GIVEN PASSAGE>
>> Begin

This morning through their social media platforms, the FMF and Bitso announced the opportunity to acquire the new official National Team fan jerseys ahead of the team’s participation in the 2022 World Cup. In just 20 minutes, the entire collection sold out.
The NFTs of the jerseys have an exclusive design for the metaverse – each is unique on the blockchain and can be resold by its owner in subsequent transactions.
The collection consisted of 100 official physical jerseys, each with a corresponding NFT version of the jersey that fans’ avatars can wear within the Decentraland metaverse. Each physical and NFT jersey set sold for the equivalent of $1,800 MXN in ethers.

>> End

INSTRUCTIONS TO FOLLOW> In the jersey passage, how many official physical jerseys made up the collection? The lines that come next are separate material, unrelated to the jersey passage.

RECORD SET>

>> Begin

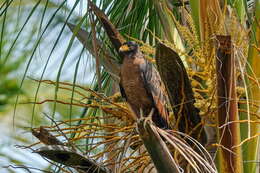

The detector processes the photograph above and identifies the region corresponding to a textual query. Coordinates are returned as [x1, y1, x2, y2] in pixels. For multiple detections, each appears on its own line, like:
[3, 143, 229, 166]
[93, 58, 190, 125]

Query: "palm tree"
[1, 0, 260, 172]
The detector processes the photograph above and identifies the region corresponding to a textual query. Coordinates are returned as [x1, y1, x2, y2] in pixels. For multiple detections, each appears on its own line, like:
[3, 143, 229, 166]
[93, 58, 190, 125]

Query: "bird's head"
[119, 41, 138, 56]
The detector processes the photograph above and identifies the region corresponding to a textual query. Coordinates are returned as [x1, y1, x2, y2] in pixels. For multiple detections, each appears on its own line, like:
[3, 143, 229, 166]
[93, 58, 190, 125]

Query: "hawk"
[119, 41, 169, 128]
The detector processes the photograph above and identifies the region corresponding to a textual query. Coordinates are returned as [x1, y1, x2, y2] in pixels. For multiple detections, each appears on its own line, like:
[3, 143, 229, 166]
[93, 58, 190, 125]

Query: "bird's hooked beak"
[119, 44, 130, 52]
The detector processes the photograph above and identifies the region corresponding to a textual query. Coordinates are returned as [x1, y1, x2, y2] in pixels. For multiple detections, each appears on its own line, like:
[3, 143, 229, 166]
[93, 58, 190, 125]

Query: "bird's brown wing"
[140, 61, 169, 127]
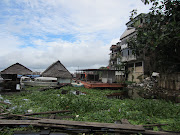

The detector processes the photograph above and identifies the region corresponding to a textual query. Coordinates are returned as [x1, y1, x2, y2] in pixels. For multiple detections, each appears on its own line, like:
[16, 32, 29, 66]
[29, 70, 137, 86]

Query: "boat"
[20, 76, 58, 87]
[71, 81, 84, 87]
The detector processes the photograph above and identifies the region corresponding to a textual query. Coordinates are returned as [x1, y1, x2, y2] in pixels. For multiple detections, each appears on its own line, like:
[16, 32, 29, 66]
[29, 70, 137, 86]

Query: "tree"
[129, 0, 180, 73]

>> End

EXERCISE RESULT> 100